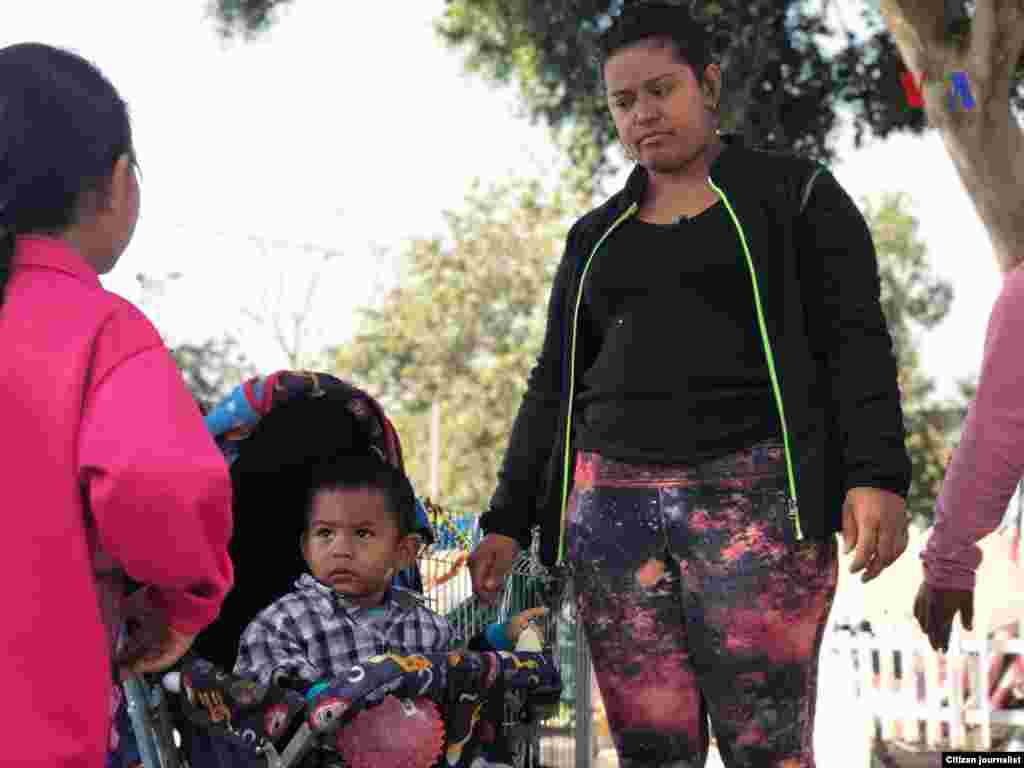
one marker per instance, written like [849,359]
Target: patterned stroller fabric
[271,430]
[237,719]
[454,705]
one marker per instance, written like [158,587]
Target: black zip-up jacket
[818,282]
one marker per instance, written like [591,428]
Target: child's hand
[515,625]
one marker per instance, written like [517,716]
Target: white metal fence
[921,696]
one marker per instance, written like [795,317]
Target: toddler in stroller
[309,675]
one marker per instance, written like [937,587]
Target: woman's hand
[935,609]
[151,645]
[875,521]
[489,565]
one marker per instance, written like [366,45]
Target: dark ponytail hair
[62,127]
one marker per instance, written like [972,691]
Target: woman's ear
[123,184]
[713,86]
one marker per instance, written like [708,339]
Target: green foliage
[787,73]
[212,369]
[913,300]
[466,323]
[246,17]
[464,328]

+ + + + +

*WORK INSTRUCTION*.
Transcribe the records above exactly, beginning at the line that contains "one marker per instance, written like [158,587]" and ending with the line that contains "one marker per instance, written like [795,317]", both included, and nothing else.

*WRITTEN ANSWER*.
one marker per instance, written like [158,587]
Target: black zip-up jacket
[818,282]
one marker per instance, written like [591,428]
Target: child's hand
[515,625]
one marker per instance, written like [517,716]
Target: white metal fence
[921,696]
one marker per instance, written like [795,317]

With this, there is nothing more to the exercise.